=== Information shown ===

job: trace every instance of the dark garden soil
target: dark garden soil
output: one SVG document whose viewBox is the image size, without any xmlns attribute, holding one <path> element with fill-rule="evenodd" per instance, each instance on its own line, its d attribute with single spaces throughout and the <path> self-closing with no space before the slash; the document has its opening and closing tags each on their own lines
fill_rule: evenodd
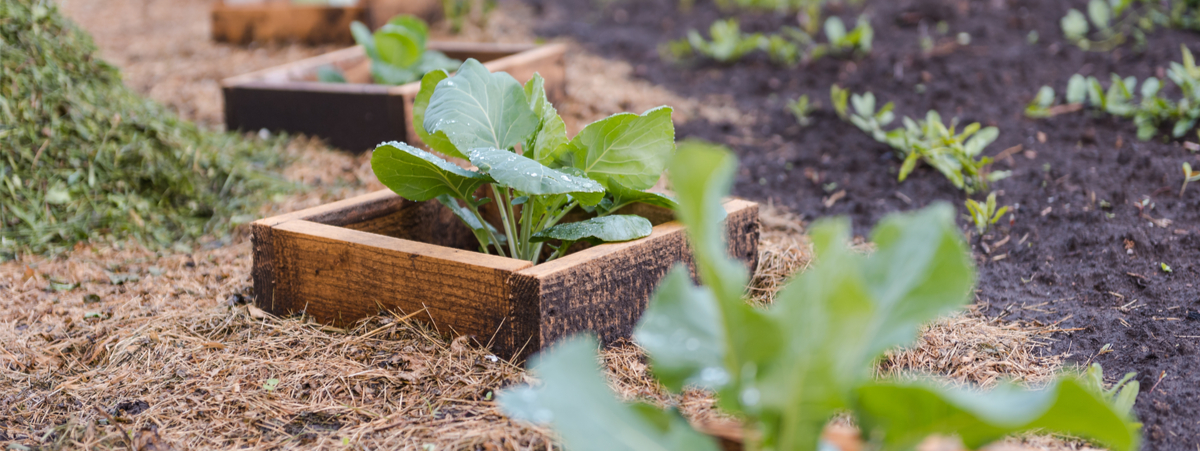
<svg viewBox="0 0 1200 451">
<path fill-rule="evenodd" d="M 834 8 L 847 23 L 860 11 L 870 14 L 876 37 L 866 58 L 796 68 L 761 55 L 732 66 L 679 65 L 664 62 L 658 48 L 688 29 L 707 35 L 708 24 L 725 16 L 709 1 L 689 12 L 670 0 L 527 1 L 541 35 L 569 36 L 628 60 L 637 76 L 685 96 L 732 97 L 746 121 L 694 120 L 679 127 L 679 137 L 736 149 L 743 166 L 737 194 L 773 199 L 809 220 L 846 215 L 858 233 L 889 212 L 932 202 L 964 211 L 965 194 L 929 167 L 898 182 L 900 161 L 889 149 L 828 108 L 832 84 L 874 91 L 881 102 L 894 101 L 899 115 L 937 109 L 962 124 L 1000 127 L 985 154 L 1022 146 L 995 167 L 1013 170 L 994 190 L 1016 214 L 1012 226 L 1006 220 L 998 231 L 972 239 L 978 302 L 991 315 L 1061 321 L 1051 351 L 1073 361 L 1100 362 L 1110 375 L 1138 372 L 1136 410 L 1147 449 L 1200 446 L 1200 186 L 1178 196 L 1181 164 L 1200 158 L 1176 142 L 1139 142 L 1132 121 L 1091 113 L 1022 115 L 1039 86 L 1062 92 L 1074 73 L 1102 80 L 1111 72 L 1162 77 L 1170 61 L 1180 61 L 1182 43 L 1200 50 L 1200 34 L 1159 30 L 1141 53 L 1128 46 L 1087 53 L 1064 42 L 1058 28 L 1067 8 L 1082 10 L 1085 1 L 868 1 L 865 10 Z M 739 18 L 746 31 L 796 24 L 790 14 Z M 946 34 L 937 31 L 941 20 Z M 920 48 L 923 29 L 935 40 L 932 54 Z M 1031 31 L 1039 36 L 1036 43 Z M 971 35 L 968 46 L 954 44 L 959 32 Z M 802 94 L 826 104 L 808 127 L 784 107 Z M 1135 203 L 1147 198 L 1153 208 L 1139 211 Z M 1100 354 L 1108 343 L 1111 351 Z"/>
</svg>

===

Aim of the exercise: Copy the entries word for word, from the first line through the line with "fill_rule: evenodd".

Expected answer:
job: trace every instance of the dark garden soil
target: dark garden soil
output: one SVG document whose viewBox is the image size, without any xmlns attribute, holding one <path> element with fill-rule="evenodd" per instance, each instance on its own line, its d attribute with single spaces throughout and the <path> self-closing with no space before the slash; the document has its opening and closing tags each on their own lines
fill_rule: evenodd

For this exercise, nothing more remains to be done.